» Required task 1:
Condense the paragraph beginning "Revolution—a steel-hulled" from the USS Wacondah passage into a short bulleted list that keeps its main facts.
» Required task 2:
Carry on the passage about USS Wacondah, picking up after its final sentence.
==== Reading passage
USS Wacondah (SP-238) was an advanced-design yacht acquired by the U.S. Navy during World War I. She was outfitted as an armed patrol craft assigned to guard the New York City harbor against German submarines and to provide escort protection to commercial ships. Post-war she was sold and continued her maritime career as the yacht Intercolonial.

A turbine-powered steam yacht 

Revolution—a steel-hulled, screw steam yacht designed by Charles L. Seabury—was completed in 1901, at Morris Heights, New York, by the Charles L. Seabury Co. and the Gas Engine and Power Co., for mining engineer F. Augustus Heinze. One of the first American turbine-powered steam "express" yachts, Revolution was later acquired by Boston, Massachusetts, banker Charles Hayden in 1907 and renamed Wacondah.
========
==== Entries supplied
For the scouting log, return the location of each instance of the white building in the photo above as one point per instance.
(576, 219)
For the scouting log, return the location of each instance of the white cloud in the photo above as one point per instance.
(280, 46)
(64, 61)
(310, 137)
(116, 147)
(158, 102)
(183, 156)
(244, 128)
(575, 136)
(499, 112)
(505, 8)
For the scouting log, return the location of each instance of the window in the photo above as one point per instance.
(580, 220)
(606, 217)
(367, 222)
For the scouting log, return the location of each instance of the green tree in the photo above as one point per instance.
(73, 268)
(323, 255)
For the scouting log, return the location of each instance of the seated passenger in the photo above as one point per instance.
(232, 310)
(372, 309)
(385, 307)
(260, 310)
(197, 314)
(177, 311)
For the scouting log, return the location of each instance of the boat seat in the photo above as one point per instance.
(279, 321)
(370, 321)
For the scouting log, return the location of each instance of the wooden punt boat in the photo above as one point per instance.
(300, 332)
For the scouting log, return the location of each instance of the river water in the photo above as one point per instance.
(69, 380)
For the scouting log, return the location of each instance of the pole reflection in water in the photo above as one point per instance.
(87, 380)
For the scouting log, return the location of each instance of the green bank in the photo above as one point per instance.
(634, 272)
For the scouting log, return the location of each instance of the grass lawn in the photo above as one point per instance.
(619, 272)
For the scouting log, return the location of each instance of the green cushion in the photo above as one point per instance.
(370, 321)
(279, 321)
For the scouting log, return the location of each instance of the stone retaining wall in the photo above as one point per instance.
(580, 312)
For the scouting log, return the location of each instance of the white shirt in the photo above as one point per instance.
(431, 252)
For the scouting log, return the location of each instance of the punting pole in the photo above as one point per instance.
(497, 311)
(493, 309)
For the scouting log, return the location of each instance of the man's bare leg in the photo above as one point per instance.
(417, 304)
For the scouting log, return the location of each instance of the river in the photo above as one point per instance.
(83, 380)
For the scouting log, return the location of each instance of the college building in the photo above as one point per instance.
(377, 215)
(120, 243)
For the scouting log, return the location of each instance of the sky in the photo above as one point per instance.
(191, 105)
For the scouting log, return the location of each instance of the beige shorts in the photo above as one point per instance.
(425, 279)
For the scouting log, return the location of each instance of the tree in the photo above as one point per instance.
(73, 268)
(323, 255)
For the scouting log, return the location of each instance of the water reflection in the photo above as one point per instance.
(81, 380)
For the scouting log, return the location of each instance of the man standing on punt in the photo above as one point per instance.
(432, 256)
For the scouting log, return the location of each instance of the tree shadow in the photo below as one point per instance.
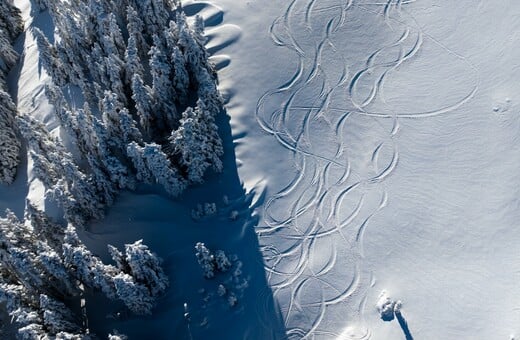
(167, 227)
(404, 325)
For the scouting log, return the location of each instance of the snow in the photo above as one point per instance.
(417, 101)
(376, 147)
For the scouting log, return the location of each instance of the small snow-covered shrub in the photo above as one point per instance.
(222, 262)
(206, 260)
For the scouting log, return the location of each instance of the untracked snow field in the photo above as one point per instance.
(386, 137)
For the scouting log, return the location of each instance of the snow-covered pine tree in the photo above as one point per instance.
(150, 159)
(196, 142)
(135, 28)
(142, 97)
(162, 87)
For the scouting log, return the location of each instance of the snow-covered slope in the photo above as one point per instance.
(386, 134)
(377, 145)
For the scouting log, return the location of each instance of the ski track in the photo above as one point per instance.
(329, 203)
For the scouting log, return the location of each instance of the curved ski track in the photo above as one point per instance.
(312, 236)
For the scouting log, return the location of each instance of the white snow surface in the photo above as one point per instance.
(386, 135)
(380, 139)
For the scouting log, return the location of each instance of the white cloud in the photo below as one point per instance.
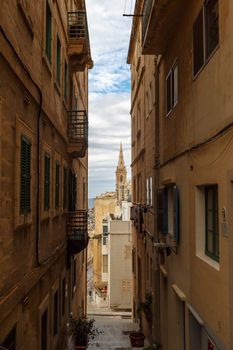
(109, 98)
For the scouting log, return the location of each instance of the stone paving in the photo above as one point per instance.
(116, 330)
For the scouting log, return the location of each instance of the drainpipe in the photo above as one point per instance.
(38, 139)
(157, 182)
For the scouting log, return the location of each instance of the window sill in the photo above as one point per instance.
(209, 261)
(47, 63)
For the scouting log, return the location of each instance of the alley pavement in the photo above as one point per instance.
(116, 327)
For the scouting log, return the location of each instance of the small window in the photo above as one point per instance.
(105, 263)
(48, 45)
(55, 314)
(65, 187)
(63, 297)
(172, 89)
(205, 34)
(44, 331)
(168, 219)
(58, 61)
(73, 277)
(46, 182)
(57, 184)
(65, 81)
(212, 229)
(25, 176)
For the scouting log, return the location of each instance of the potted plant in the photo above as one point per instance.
(146, 306)
(82, 331)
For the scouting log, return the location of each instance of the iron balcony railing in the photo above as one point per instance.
(77, 231)
(77, 25)
(148, 4)
(78, 127)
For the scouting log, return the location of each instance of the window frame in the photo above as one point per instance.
(206, 57)
(173, 83)
(58, 61)
(215, 223)
(57, 185)
(25, 178)
(48, 31)
(47, 182)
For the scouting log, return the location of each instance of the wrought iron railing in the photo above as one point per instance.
(76, 224)
(78, 127)
(77, 231)
(146, 15)
(77, 25)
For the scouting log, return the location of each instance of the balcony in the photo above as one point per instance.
(77, 232)
(77, 133)
(78, 41)
(159, 21)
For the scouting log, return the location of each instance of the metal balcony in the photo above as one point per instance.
(159, 22)
(77, 232)
(77, 133)
(78, 41)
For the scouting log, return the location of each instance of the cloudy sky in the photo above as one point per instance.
(109, 91)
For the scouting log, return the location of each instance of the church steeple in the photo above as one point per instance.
(121, 178)
(121, 162)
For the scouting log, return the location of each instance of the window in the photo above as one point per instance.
(25, 176)
(65, 187)
(10, 340)
(63, 297)
(58, 61)
(48, 45)
(46, 182)
(65, 81)
(149, 191)
(205, 34)
(55, 314)
(84, 193)
(172, 88)
(73, 276)
(168, 220)
(105, 263)
(44, 330)
(57, 184)
(211, 222)
(105, 234)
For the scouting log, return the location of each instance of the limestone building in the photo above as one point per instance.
(185, 49)
(44, 61)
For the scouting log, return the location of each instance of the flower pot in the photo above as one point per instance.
(137, 339)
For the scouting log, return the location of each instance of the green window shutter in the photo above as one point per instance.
(57, 184)
(48, 47)
(58, 61)
(25, 176)
(65, 189)
(46, 182)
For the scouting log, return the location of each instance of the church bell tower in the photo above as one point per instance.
(121, 179)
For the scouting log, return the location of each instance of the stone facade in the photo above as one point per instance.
(40, 283)
(192, 116)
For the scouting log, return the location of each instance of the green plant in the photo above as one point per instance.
(83, 330)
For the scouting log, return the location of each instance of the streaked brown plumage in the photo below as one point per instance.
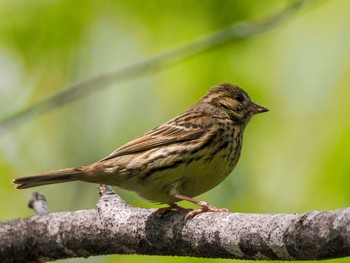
(178, 160)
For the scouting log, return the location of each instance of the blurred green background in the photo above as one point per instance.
(295, 157)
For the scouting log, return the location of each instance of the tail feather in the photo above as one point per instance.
(54, 177)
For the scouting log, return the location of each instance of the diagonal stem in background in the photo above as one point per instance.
(153, 64)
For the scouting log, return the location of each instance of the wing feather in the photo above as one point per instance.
(174, 131)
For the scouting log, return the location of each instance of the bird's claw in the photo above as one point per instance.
(205, 208)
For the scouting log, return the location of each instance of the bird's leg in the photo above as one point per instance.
(172, 206)
(205, 206)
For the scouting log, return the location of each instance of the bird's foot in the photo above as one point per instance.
(173, 206)
(205, 208)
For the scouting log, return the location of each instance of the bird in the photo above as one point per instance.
(178, 160)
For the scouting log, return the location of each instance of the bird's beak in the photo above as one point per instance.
(255, 108)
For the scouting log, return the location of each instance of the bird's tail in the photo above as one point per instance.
(54, 177)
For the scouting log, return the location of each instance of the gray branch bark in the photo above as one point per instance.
(117, 228)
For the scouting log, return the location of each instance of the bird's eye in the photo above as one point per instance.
(239, 98)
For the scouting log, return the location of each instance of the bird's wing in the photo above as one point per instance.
(174, 131)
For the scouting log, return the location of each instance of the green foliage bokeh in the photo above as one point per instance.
(295, 158)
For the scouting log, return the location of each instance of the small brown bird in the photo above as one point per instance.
(178, 160)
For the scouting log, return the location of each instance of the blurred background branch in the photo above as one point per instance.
(175, 55)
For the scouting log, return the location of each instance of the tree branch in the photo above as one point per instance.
(153, 64)
(117, 228)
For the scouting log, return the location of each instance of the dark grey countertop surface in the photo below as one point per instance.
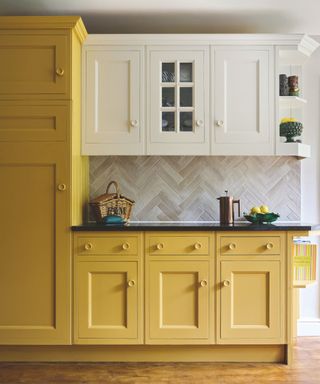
(196, 226)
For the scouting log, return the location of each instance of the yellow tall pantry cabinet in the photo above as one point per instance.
(41, 173)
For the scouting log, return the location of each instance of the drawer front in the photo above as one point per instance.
(34, 65)
(250, 245)
(25, 121)
(178, 245)
(110, 245)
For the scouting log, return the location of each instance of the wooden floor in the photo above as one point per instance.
(306, 369)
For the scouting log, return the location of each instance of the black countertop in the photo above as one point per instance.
(196, 226)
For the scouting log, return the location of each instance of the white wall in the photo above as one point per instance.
(309, 323)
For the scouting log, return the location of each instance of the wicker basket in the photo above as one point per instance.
(111, 204)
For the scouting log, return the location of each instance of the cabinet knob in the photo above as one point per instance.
(60, 71)
(203, 283)
(269, 245)
(133, 123)
(62, 187)
(88, 246)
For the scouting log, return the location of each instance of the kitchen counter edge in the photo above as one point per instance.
(142, 226)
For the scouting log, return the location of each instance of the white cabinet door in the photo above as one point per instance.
(243, 100)
(178, 91)
(113, 100)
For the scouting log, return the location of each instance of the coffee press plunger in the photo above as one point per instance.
(227, 208)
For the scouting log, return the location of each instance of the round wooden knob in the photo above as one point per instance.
(62, 187)
(88, 246)
(60, 71)
(133, 123)
(269, 245)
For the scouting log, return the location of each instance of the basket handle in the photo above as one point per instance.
(115, 185)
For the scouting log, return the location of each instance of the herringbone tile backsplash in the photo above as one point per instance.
(185, 188)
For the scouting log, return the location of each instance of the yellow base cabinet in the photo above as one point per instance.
(179, 285)
(250, 309)
(107, 301)
(108, 289)
(251, 288)
(178, 302)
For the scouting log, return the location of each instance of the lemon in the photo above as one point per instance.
(255, 210)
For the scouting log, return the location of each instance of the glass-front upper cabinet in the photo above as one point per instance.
(178, 101)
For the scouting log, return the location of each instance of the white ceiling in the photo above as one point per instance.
(180, 16)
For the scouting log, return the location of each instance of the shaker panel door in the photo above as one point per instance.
(35, 247)
(243, 121)
(250, 302)
(106, 302)
(178, 302)
(113, 97)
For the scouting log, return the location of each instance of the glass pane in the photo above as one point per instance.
(168, 97)
(168, 121)
(186, 121)
(168, 73)
(186, 72)
(186, 97)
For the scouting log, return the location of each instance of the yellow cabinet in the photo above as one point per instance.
(250, 298)
(35, 267)
(26, 121)
(34, 63)
(177, 302)
(107, 305)
(41, 174)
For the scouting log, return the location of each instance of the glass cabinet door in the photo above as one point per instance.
(177, 101)
(177, 106)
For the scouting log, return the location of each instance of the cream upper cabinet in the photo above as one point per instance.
(242, 105)
(113, 101)
(178, 100)
(197, 94)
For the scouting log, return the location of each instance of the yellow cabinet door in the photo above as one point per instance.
(35, 245)
(177, 302)
(107, 306)
(34, 65)
(25, 121)
(250, 297)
========
» Response 1:
- Revolution was a steel-hulled, screw steam yacht designed by Charles L. Seabury.
- It was completed in 1901 at Morris Heights, New York, by the Charles L. Seabury Co. and the Gas Engine and Power Co.
- It was built for mining engineer F. Augustus Heinze.
- It was one of the first American turbine-powered steam "express" yachts.
- In 1907 Boston banker Charles Hayden acquired it and renamed it Wacondah.

» Response 2:
World War I service 
 
When the United States entered World War I on 6 April 1917, the Navy soon began collecting ships and small craft from civilian owners to serve as auxiliaries and patrol craft. Inspected at the 3d Naval District, Wacondah was acquired by the Navy on 24 May 1917. Fitted out for wartime service, Wacondah was commissioned on 14 September 1917.

Assigned to protect New York harbor 
 
By virtue of her light construction—built for speed rather than sea-keeping -- Wacondah was restricted to "sheltered waters." Assigned to the 3d Naval District, she operated on local patrol duties out of New York harbor for the duration of the war.

Post-war decommissioning 

Decommissioned and struck from the Navy list on 21 August 1919, Wacondah was sold on 4 June 1920 to the International Steamship and Trading Company and renamed Intercolonial.

References 
  
 USS Wacondah (SP-238), 1917-1920. Originally the civilian yacht Revolution (1901), which was later renamed Wacondah and Intercolonial
 NavSource Online: Wacondah (SP 238)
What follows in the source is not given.